- _Written exercise_
Render the records below as a JSON list of strings, one string per line, skipping blank lines. Leave any pictures out of your answer.

**** Records for the task

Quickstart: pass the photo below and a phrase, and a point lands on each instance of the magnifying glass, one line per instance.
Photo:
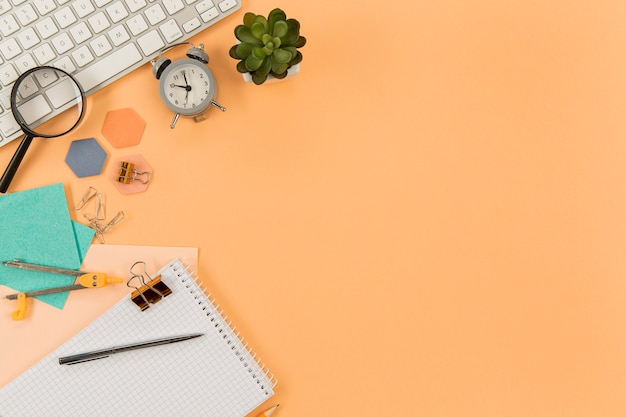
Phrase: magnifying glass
(46, 103)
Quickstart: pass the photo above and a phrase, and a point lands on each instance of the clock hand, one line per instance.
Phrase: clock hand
(186, 87)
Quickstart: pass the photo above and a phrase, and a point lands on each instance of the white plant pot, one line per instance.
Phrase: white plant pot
(294, 70)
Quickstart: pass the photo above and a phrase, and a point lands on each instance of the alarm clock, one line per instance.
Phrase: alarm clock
(186, 86)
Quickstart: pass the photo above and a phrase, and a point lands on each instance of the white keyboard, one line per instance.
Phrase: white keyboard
(97, 41)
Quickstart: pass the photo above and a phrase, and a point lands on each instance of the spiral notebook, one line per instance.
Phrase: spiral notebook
(212, 375)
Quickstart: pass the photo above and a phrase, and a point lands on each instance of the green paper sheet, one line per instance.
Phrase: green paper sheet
(35, 227)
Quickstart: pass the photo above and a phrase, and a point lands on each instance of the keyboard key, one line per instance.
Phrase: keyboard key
(28, 38)
(8, 74)
(118, 35)
(117, 12)
(9, 48)
(5, 6)
(66, 64)
(25, 62)
(65, 17)
(203, 6)
(150, 42)
(135, 5)
(170, 31)
(99, 22)
(46, 77)
(8, 25)
(227, 5)
(62, 93)
(155, 14)
(44, 6)
(173, 6)
(8, 125)
(96, 40)
(34, 109)
(44, 54)
(191, 25)
(62, 43)
(26, 14)
(83, 8)
(137, 25)
(109, 66)
(82, 56)
(80, 32)
(100, 45)
(210, 14)
(28, 87)
(46, 27)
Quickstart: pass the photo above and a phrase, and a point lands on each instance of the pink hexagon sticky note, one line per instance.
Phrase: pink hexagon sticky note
(131, 174)
(123, 127)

********

- _The output_
[
  "Quickstart: pass the photo below and a phrase, and a point lands on each instance of the magnifying glass, one line per instance.",
  "Photo:",
  "Phrase: magnifying glass",
  "(46, 103)",
  "Quickstart: pass the photo above and a phrase, and a point lands on each instance of the clock hand, one line per instance.",
  "Phrase: clock hand",
  "(186, 87)",
  "Quickstart: pass the photo above and a phrase, and a point lands on each instance of the white plant pot, one line per instance.",
  "Phrase: white plant pot",
  "(294, 70)",
  "Quickstart: pass the photo above and a phrase, and a point lands on each instance of the alarm clock, one line per instance.",
  "Phrase: alarm clock",
  "(186, 86)",
  "Quickstart: pass the photo above and a phrase, and a point lands on each instance of the white keyboard, one line per instance.",
  "Phrase: white keyboard",
  "(97, 41)",
  "Quickstart: pass the photo above and a phrase, and a point lands on each instance of the spiral notebook, one line per instance.",
  "Phrase: spiral notebook",
  "(212, 375)",
  "Quickstart: pass the photo above and a phrase, and a point lands on each instance of the green paper sheet, one line per instance.",
  "Phrase: green paper sheet",
  "(35, 227)",
  "Quickstart: pass the photo above and a phrase, and a point lands on each instance of the keyboard key, one line per instance.",
  "Phrase: keyboard key",
  "(28, 38)",
  "(8, 74)",
  "(118, 35)",
  "(117, 12)",
  "(9, 48)",
  "(5, 6)",
  "(66, 64)",
  "(25, 62)",
  "(65, 17)",
  "(203, 6)",
  "(150, 42)",
  "(135, 5)",
  "(170, 31)",
  "(99, 22)",
  "(46, 77)",
  "(8, 25)",
  "(227, 5)",
  "(62, 93)",
  "(155, 14)",
  "(44, 6)",
  "(173, 6)",
  "(8, 125)",
  "(96, 40)",
  "(34, 109)",
  "(44, 54)",
  "(191, 25)",
  "(62, 43)",
  "(26, 14)",
  "(83, 8)",
  "(137, 25)",
  "(109, 66)",
  "(82, 56)",
  "(80, 32)",
  "(100, 45)",
  "(210, 14)",
  "(28, 87)",
  "(46, 27)",
  "Quickstart: pass the photo above and a phrase, and a point lands on each instance of the pink hexagon sticky note, one line per instance.",
  "Phrase: pink hexagon sticky note",
  "(131, 174)",
  "(123, 127)"
]